Named object pointing entries:
────

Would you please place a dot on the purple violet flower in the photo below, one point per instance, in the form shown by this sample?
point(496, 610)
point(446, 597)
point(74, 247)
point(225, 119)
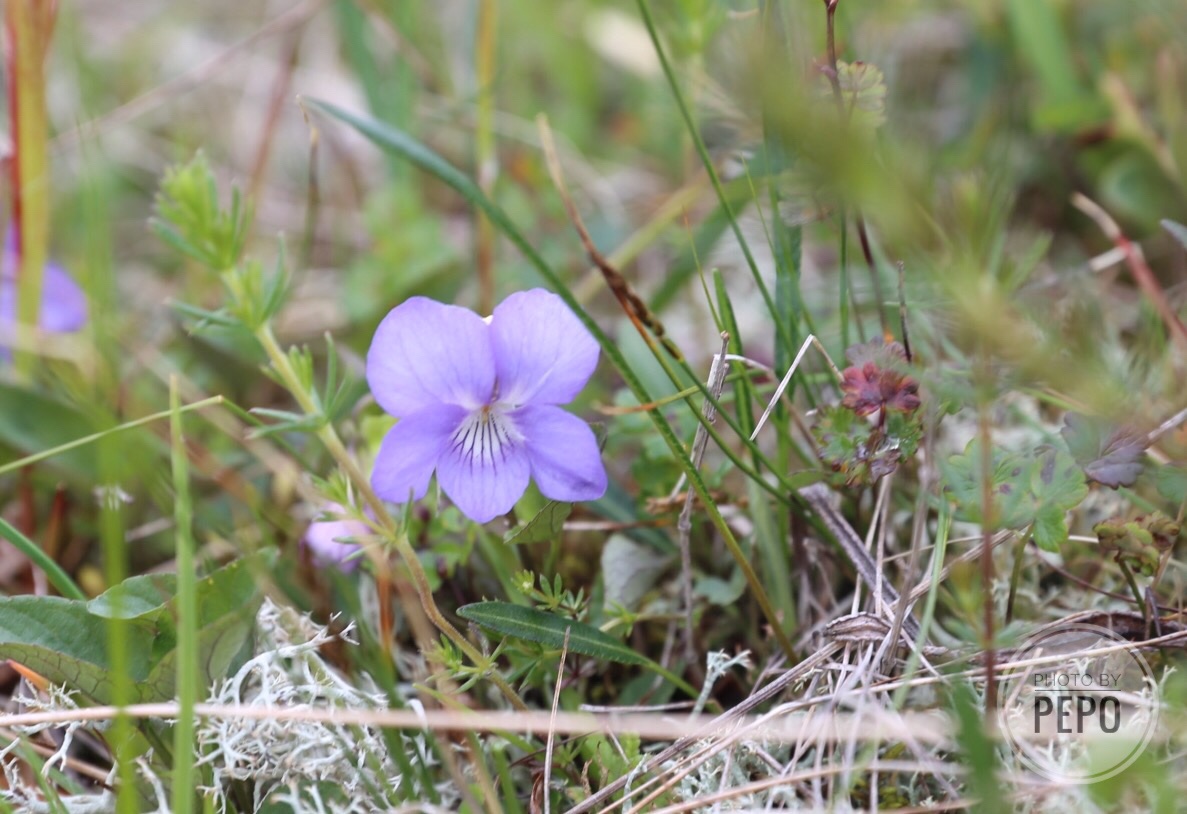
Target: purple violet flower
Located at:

────

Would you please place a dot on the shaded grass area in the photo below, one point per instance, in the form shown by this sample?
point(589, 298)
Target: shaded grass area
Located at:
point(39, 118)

────

What this task involves ▸
In the listing, take the lines beginning at the one that has "Would you please place a dot on the shaded" and ending after the one that has "point(39, 118)". Write out only those lines, swapping each "grass" for "lawn" and leaving everything else unchanged.

The solution ▸
Would you please place a dot on the shaded lawn area in the photo below, one point per instance, in the form shown by this sample?
point(589, 298)
Target: shaded lawn area
Located at:
point(39, 118)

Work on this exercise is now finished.